- **Challenge A**: Rewrite the paragraph of the Open Grave review that begins "REVIEW: Here’s a rather twisty" as a short bulleted list that keeps its main points.
- **Challenge B**: Write the next paragraph of the Open Grave review, picking up after its final sentence.

[start Document passage]

Categories: Horror Movie Reviews

Review: Open Grave

PLOT: A man wakes up in a giant grave filled with corpses; after escaping, he realizes that he has no memory of who or where he is. Soon he also discovers that there are several other people in the same predicament.

REVIEW: Here’s a rather twisty, unusual thriller that isn’t just the same old thing. OPEN GRAVE begins with a rather familiar scenario – several strangers wake up with amnesia in a strange location and must unravel the mystery of their circumstances – and throws enough curveballs and creepy ideas into the mix to elevate it to a superior level. With a brooding, unnerving atmosphere and tense direction by its director, OPEN GRAVE is a step above your standard horror fare because it engages your brain as well as your gag reflex.

[end Document passage]
[start Records supplied]

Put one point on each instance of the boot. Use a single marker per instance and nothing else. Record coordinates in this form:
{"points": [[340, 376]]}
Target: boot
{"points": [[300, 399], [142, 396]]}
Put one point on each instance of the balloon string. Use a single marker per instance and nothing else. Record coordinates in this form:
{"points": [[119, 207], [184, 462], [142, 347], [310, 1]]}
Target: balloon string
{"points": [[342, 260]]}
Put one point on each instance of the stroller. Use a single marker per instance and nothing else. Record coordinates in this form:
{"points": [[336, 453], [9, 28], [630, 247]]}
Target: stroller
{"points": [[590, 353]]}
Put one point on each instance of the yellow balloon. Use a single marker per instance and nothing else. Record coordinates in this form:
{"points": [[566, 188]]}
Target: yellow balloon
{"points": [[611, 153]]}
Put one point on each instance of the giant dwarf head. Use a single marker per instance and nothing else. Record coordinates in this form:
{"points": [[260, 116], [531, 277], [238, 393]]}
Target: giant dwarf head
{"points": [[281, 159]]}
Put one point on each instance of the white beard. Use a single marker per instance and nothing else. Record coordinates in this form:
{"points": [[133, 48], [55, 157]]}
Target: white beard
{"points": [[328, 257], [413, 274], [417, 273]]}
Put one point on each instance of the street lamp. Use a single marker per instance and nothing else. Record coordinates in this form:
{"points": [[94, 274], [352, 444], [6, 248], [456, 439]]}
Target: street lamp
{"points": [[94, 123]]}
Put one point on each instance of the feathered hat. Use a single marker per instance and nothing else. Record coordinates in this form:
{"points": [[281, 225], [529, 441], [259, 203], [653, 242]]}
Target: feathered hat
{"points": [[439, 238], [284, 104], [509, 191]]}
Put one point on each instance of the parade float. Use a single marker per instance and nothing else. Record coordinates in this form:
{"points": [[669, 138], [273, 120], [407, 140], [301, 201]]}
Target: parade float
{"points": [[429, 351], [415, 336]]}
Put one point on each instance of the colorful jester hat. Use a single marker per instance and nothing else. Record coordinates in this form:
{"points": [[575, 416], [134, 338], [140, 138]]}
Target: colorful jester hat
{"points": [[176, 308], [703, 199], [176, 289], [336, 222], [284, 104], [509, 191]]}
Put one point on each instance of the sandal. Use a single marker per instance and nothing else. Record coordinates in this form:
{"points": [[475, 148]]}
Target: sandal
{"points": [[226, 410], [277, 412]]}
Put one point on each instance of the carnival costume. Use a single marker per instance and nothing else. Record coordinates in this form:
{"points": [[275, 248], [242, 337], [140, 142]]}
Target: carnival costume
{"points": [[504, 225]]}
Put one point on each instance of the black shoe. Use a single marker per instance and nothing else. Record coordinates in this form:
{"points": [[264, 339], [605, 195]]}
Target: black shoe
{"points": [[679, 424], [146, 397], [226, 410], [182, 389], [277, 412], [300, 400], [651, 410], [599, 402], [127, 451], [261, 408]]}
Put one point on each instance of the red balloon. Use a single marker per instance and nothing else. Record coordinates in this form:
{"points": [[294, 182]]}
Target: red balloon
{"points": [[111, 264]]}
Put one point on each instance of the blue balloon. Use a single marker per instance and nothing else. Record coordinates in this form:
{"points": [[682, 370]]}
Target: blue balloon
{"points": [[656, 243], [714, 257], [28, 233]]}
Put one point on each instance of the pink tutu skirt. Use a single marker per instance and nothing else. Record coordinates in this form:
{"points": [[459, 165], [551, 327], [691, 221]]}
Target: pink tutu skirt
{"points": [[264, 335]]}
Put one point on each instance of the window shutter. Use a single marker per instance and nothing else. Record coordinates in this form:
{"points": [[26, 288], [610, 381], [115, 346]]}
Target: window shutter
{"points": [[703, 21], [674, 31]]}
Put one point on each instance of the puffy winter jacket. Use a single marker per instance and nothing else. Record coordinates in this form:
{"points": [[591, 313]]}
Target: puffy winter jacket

[end Records supplied]

- **Task response A**:
- A twisty, unusual thriller, not the same old thing.
- It starts from a familiar setup: strangers wake with amnesia in a strange place and must work out what happened to them.
- Enough curveballs and creepy ideas lift it to a superior level.
- Its atmosphere is brooding and unnerving, and the direction is tense.
- It rises above standard horror fare because it engages the brain as well as the gag reflex.

- **Task response B**:
Sharlto Copley stars as a man who finds himself in an unenviable position when we meet him. Waking up in a mass grave, “John” has neither the knowledge of who he is or how he wound up in this predicament. He’s aided out of the pit by a silent woman (Josie Ho), who eventually leads him to a large house in the wilderness. There, he encounters a bickering assortment of individuals who, like him, do not remember the events leading up to this nightmare. It is, of course, clear that there is some connection between them, but the trick is figuring out just what that connection might be.

It gets worse for these folks. There were some nefarious deeds afoot at their location (naturally, the mass grave already gave that away) – there are bodies tied to trees throughout the forest like warning signs, and evidence of strange scientific experiment is prevalent in various sheds and kennels. There are other people too, scattered about, although their problem isn’t memory loss but full-fledged mania; they resemble escapees from an institution. Is our group part of whatever it is that has been going on here, or are they just more victims slowly descending into madness?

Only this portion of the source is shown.